• Given passage
___

Image by ampersandyslexia

Oh dear, where do I begin?

Shame #1: Commonwealth authorities what the helen of troy were you thinking? India? C’mon! Poverty, disease, corruption, dare I go on?

Shame #2: A wise man once said you must build your house on rock, when you build your house on sand, the wind, the rain, the pollution will make it crumble. And so it has been with Indian structures. Hang your heads in shame, builders.

Shame #3: Making good Aussies wait in 40 degree heat in a tunnel, sweat pouring from all glands, for the opening ceremony. No fresh air = cranky kangaroos.

Shame #4: Food glorious food! How unfair is it for our swimmers to underperform

image by Serenity

due to poor food hygiene, resulting in ‘the runs’. Gross. Imagine if they lost control whilst swimming! One swimmer may actually miss the whole thing, his first Games too! Perhaps he’s afraid of a telecast ‘whoopsie’ during the race, I know I would be! Honestly, how hard is it to offer athletes quality food? Refrigerate people! Wash-a-tha-hands!

Shame #5: The Boxers and The Inaccurate Scales – oh the shame, India, the shame. At first it was the Australian boxers who donned the red faces when all of them weighed in over the limit. Too many Big Macs you greedy little Aussies. The poor men had to hit the track and the saunas to drop below the weight limit.Then to the shame of India (once again) it was announced that the scales were dodgy and, in fact. our heavyweights were right on the money. Shame India Shame!

___

• Source data
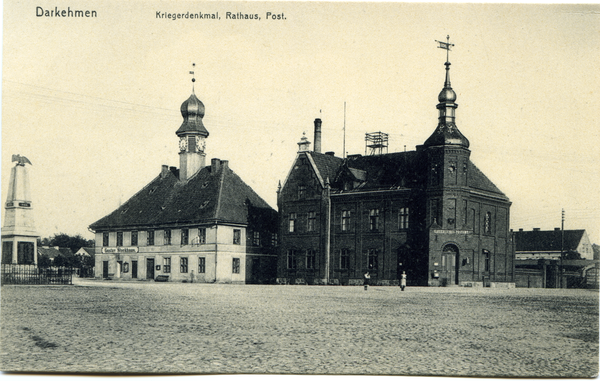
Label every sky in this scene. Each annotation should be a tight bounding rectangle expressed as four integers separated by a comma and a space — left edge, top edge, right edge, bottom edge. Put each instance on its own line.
1, 0, 600, 243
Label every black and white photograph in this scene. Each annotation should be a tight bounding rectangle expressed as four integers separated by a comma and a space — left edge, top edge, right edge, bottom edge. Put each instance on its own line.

___

• List of tasks
1. In the Commonwealth Games post, rewrite the paragraph starting "Shame #5: The Boxers and The Inaccurate Scales" as a short list that keeps its main facts.
2. List what each numbered shame in the Commonwealth Games post is about, one line for each.
3. According to the Commonwealth Games post, how hot was it in the tunnel where the Australians waited for the opening ceremony?

• Answer section
1.
- At first, all of the Australian boxers weighed in over the limit.
- They had to go to the track and the saunas to get below the weight limit.
- It was then announced that the scales were dodgy.
- The Australian heavyweights had in fact been right on the money.

2.
- Shame #1: Commonwealth authorities choosing India
- Shame #2: Indian structures built badly and crumbling
- Shame #3: Australians made to wait in a hot tunnel for the opening ceremony
- Shame #4: Poor food hygiene making swimmers sick
- Shame #5: The boxers and the inaccurate scales

3. 40 degrees.